TO DO: Reproduce all of the material exactly as shown.
# start of MATERIAL PROVIDED
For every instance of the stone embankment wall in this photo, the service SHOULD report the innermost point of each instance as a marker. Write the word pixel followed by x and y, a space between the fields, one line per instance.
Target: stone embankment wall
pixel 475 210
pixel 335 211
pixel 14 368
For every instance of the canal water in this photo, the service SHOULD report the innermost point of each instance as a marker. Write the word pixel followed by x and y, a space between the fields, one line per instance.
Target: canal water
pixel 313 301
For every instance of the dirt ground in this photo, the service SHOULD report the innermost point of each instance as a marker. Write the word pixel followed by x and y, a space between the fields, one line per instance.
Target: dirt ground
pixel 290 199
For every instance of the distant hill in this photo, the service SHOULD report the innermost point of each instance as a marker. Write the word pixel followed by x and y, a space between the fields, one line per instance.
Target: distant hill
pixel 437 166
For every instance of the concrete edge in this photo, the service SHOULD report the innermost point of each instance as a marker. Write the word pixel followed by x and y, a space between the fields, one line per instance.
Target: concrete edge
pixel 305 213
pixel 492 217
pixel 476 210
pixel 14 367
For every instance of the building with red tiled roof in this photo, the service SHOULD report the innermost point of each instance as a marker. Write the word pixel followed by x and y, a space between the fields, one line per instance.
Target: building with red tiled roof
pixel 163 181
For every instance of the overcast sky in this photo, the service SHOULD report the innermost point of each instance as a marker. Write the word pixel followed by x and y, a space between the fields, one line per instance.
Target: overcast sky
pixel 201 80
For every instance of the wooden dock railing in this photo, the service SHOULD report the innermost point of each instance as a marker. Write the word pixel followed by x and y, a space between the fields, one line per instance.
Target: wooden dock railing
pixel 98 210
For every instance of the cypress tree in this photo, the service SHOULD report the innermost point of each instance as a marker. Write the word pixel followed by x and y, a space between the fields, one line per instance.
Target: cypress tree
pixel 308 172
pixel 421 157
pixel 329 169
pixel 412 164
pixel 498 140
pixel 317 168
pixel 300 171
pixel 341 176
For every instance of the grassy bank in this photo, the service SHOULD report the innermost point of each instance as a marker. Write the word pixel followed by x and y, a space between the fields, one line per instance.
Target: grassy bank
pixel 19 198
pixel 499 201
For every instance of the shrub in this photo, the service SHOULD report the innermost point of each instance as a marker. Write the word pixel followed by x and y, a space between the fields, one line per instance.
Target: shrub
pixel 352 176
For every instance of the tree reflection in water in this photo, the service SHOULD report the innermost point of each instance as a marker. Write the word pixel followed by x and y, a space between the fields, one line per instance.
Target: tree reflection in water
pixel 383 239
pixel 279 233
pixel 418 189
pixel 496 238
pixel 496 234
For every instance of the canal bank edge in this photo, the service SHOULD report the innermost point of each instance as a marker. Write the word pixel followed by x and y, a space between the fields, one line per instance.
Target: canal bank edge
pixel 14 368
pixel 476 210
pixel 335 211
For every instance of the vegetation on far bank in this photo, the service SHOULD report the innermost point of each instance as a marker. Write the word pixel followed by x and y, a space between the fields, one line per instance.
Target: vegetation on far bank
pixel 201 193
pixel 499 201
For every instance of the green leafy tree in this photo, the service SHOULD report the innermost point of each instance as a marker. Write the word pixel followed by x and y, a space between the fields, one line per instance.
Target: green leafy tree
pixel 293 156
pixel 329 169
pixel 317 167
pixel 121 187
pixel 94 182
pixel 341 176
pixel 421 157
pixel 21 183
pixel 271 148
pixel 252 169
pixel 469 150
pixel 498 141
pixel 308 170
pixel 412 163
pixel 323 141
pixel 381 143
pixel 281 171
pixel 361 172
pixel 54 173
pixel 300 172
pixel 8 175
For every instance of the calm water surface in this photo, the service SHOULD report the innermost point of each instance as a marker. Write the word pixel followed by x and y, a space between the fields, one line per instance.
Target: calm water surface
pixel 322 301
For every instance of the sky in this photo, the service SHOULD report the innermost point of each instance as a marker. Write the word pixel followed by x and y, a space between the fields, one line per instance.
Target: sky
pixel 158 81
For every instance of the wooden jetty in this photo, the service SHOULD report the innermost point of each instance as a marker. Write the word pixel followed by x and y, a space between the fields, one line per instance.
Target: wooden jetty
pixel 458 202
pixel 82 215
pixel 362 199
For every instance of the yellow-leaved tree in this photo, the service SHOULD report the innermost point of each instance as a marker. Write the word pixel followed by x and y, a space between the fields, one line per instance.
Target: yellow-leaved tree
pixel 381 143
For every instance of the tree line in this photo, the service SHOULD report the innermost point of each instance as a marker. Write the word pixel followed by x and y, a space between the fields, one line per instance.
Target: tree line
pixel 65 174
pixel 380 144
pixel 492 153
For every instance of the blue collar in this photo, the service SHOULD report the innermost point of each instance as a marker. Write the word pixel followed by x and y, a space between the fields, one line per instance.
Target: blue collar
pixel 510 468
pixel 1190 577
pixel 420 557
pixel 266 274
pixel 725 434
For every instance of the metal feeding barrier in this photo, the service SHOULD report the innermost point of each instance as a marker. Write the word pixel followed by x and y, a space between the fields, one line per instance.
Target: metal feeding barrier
# end of MATERIAL PROVIDED
RESPONSE TO THE EXERCISE:
For every instance of the stone embankment wall in this photo, the service SHOULD report the innermost point of each instance as a marker. Write the word pixel followed by x and y, a space between the fields, one line per instance.
Target: stone embankment wall
pixel 475 210
pixel 335 211
pixel 14 368
For every instance of the canal water in this photo, the service SHOULD report the innermost point of each instance as a marker. Write the word pixel followed by x and y, a space between the fields, one line per instance.
Target: canal water
pixel 313 301
For every instance of the dirt ground in this photo, the service SHOULD report the innermost point of each instance as a marker. Write the word pixel followed by x and y, a space between the fields, one line per instance.
Target: dirt ground
pixel 290 199
For every instance of the distant hill in this photo, the service SHOULD report the innermost point of each instance as a marker. Write the word pixel followed by x and y, a space between the fields, one line per instance.
Target: distant hill
pixel 437 166
For every instance of the concrete edge in this photo, the service SHOULD report the innermost point of each instance as a marker. Write the word pixel followed by x and y, a space between the fields, one line per instance.
Target: concrete edge
pixel 305 213
pixel 492 217
pixel 476 210
pixel 14 367
For every instance of the building with red tiled roof in this photo, the service SHOULD report the innermost point of each instance as a marker. Write the word pixel followed by x and y, a space between the fields, one line per instance.
Target: building with red tiled roof
pixel 163 181
For every instance of the overcast sky in this photo, the service SHOULD report the innermost point of each instance as a marker. Write the word pixel followed by x and y, a space between the fields, one line per instance.
Target: overcast sky
pixel 201 80
For every instance of the wooden dock railing in this photo, the service SHOULD report the innermost point of each instance as a marker. Write the word pixel followed by x and y, a space between the fields, one line per instance.
Target: wooden dock railing
pixel 98 210
For every instance of the cypress tree in this photo, the service SHOULD report the innermost point of each instance as a marker. Write the word pixel followed by x and y, a space between the fields, one line per instance.
Target: cypress tree
pixel 308 172
pixel 421 157
pixel 329 169
pixel 412 164
pixel 498 140
pixel 317 168
pixel 300 171
pixel 341 176
For every instance of the grassy bank in this photo, the service SHOULD report the innermost point of each instance as a marker. Write the word pixel followed by x and y, a space between the fields, one line per instance.
Target: grassy bank
pixel 19 198
pixel 499 201
For every instance of the shrub in this photo, the service SHOULD report the innermost point of each instance as a marker. Write the word pixel followed by x and y, a space between the fields, one line per instance.
Target: shrub
pixel 352 176
For every instance of the tree reflection in water in this photo, the service SHOULD report the innermost point of each instance as a marker. Write the word pixel followed by x and y, a space between the fields, one line per instance.
Target: tree reflection in water
pixel 383 239
pixel 279 233
pixel 418 189
pixel 496 238
pixel 496 234
For every instance of the canal bank edge in this photo, the service SHOULD report the innermost point of each instance as a marker. Write the word pixel followed by x and y, a space between the fields, one line per instance.
Target: canal bank edge
pixel 14 368
pixel 476 210
pixel 335 211
For every instance of the vegetation on far bank in this photo, the service SHOULD report the innermost point of each instance as a marker. Write the word pixel followed by x and y, a space between the fields, one line per instance.
Target: vegetation on far bank
pixel 201 193
pixel 499 201
For every instance of the green leafy tree in this photo, the service SHOULD report the innermost point of each instance as a marker. Write the word pixel followed by x and y, a space between the fields, one line per instance.
Target: green leafy tree
pixel 293 156
pixel 329 169
pixel 317 167
pixel 121 187
pixel 94 182
pixel 341 176
pixel 421 157
pixel 21 183
pixel 271 148
pixel 252 169
pixel 469 150
pixel 498 141
pixel 308 170
pixel 412 163
pixel 323 141
pixel 381 143
pixel 281 171
pixel 361 172
pixel 54 173
pixel 300 172
pixel 8 175
For every instance of the calm water surface in this photo, the service SHOULD report the innermost point of each instance as a marker. Write the word pixel followed by x and y, a space between the fields, one line per instance.
Target: calm water surface
pixel 322 301
For every instance of the sky in this photo, the service SHOULD report the innermost point of each instance as a marker. Write the word pixel followed by x and y, a space between the fields, one line per instance.
Target: sky
pixel 158 81
For every instance of the wooden jetty in this photo, the service SHOULD report the innermost point of each instance as a marker. Write the word pixel followed by x and y, a space between the fields, one line per instance.
Target: wooden jetty
pixel 458 202
pixel 82 215
pixel 362 199
For every instance of the yellow-leaved tree in this photo, the service SHOULD report the innermost point of each instance as a marker. Write the word pixel followed by x and y, a space between the fields, one line per instance.
Target: yellow-leaved tree
pixel 381 143
For every instance of the tree line in this photo, the service SHOULD report the innermost point of each instance as a marker. Write the word pixel followed by x and y, a space between the fields, one line per instance.
Target: tree line
pixel 65 174
pixel 380 144
pixel 492 153
For every instance of the blue collar in this photo, the service SHOULD report the innermost point of each instance as a marker. Write the word pixel followed by x and y, a space between the fields, one line per instance.
Target: blue collar
pixel 510 468
pixel 1190 577
pixel 420 557
pixel 266 274
pixel 725 434
For every instance of the metal feeding barrier in this photo, the service SHOULD report the innermost point of each instance as a marker. Write the word pixel followed by x and y, a space between the fields, one line per instance.
Target: metal feeding barrier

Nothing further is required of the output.